Reproduce each line from the records that holds "tight".

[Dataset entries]
================
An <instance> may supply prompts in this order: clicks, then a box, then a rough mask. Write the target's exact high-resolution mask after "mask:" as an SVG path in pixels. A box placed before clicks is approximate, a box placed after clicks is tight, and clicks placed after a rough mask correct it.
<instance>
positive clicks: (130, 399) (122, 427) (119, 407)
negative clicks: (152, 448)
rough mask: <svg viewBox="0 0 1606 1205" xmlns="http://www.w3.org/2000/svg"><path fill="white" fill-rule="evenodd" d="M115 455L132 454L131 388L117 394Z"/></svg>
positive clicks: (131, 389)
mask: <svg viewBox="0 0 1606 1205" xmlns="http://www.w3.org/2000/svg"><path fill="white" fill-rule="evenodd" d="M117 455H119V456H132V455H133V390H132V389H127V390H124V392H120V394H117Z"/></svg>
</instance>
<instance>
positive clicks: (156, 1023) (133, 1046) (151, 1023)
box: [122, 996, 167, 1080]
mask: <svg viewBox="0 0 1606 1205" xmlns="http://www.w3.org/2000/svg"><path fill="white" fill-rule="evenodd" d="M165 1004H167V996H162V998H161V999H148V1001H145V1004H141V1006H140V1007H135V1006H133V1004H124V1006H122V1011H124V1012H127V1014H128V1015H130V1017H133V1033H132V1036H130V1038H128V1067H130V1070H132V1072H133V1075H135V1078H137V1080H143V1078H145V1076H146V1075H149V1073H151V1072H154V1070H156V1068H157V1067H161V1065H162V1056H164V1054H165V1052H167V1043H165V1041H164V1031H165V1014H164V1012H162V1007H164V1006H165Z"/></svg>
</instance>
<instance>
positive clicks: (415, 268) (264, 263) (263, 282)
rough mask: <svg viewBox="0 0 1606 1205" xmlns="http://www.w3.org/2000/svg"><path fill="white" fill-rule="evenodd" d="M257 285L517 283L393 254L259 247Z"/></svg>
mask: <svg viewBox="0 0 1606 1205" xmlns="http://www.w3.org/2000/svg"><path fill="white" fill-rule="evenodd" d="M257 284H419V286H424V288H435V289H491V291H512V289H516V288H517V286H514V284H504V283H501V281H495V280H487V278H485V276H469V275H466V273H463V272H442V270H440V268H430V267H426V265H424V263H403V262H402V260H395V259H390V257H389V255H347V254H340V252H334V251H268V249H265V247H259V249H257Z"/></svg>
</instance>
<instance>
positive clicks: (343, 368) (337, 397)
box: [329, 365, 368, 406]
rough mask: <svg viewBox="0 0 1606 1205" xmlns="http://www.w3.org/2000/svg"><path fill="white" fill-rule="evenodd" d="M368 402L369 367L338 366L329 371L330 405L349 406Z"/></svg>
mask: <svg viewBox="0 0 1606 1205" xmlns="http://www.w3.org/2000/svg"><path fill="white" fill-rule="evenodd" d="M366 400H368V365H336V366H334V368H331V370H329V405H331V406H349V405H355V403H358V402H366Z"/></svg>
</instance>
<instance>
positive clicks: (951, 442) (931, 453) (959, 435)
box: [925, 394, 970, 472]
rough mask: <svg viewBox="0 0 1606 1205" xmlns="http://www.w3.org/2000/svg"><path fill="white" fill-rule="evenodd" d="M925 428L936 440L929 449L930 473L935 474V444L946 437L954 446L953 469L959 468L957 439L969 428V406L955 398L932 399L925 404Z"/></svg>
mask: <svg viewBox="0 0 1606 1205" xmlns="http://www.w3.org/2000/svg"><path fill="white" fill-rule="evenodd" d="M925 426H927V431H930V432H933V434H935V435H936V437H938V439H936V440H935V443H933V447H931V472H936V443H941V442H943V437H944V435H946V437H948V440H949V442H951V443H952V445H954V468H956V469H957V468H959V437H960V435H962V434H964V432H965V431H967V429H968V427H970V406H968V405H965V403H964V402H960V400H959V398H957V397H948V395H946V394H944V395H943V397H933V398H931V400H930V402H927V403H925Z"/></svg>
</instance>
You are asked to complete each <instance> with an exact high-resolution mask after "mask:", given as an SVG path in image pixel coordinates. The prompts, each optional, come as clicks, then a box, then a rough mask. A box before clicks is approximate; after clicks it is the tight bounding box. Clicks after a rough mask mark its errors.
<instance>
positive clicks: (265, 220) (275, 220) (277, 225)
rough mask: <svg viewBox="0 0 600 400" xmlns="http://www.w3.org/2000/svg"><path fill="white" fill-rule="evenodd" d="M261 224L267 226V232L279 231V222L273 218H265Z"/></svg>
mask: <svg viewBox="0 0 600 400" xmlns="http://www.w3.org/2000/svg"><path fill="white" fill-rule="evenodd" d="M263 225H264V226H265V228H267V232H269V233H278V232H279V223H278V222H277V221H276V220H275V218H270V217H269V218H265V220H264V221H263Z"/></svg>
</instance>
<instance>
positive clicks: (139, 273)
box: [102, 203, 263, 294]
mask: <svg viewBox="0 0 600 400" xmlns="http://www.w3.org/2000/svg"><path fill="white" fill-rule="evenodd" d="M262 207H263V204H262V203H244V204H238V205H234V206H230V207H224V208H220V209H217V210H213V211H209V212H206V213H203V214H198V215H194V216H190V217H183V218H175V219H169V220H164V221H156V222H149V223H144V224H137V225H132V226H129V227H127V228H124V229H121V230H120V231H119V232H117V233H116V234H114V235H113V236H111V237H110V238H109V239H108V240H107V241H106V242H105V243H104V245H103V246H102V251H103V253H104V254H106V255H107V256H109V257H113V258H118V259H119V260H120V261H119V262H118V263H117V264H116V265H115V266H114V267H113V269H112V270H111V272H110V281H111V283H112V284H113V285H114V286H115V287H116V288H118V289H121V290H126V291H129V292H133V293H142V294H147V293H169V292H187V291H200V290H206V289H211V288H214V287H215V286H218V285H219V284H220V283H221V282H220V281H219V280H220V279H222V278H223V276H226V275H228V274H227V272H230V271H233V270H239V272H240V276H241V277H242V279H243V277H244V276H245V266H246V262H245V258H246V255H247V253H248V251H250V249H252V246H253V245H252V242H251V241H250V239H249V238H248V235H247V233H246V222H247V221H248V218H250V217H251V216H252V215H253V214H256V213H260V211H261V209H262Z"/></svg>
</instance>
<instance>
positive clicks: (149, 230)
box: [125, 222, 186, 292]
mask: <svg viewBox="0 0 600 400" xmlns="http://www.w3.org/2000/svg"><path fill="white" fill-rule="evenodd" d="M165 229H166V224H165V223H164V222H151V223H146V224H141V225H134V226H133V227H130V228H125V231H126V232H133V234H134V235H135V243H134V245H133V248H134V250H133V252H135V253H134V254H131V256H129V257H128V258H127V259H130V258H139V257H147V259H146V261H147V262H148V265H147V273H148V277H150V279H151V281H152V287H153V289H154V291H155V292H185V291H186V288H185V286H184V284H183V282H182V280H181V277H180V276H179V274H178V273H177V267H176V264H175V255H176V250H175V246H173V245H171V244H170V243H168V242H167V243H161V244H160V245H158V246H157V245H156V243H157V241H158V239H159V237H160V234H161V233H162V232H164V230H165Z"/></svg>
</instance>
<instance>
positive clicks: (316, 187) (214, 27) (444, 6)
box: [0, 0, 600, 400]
================
▶ [Response to the task]:
An <instance> may supply prompts in this order: clicks, then a box, then a rough mask. Write the target's exact high-resolution mask after "mask:" as an SVG path in pixels. A box placed before clicks is approximate, a box placed after clicks is tight, and clicks placed after a rough mask correct it.
You are asked to complete each <instance> with an exact high-resolution mask after "mask:", given as an SVG path in image pixel coordinates. The prompts, each optional, come as clicks, then a box, then a rough mask. A box before clicks is approximate; after clicks it is the tight bounding box. Clicks after a rough mask mark its errors.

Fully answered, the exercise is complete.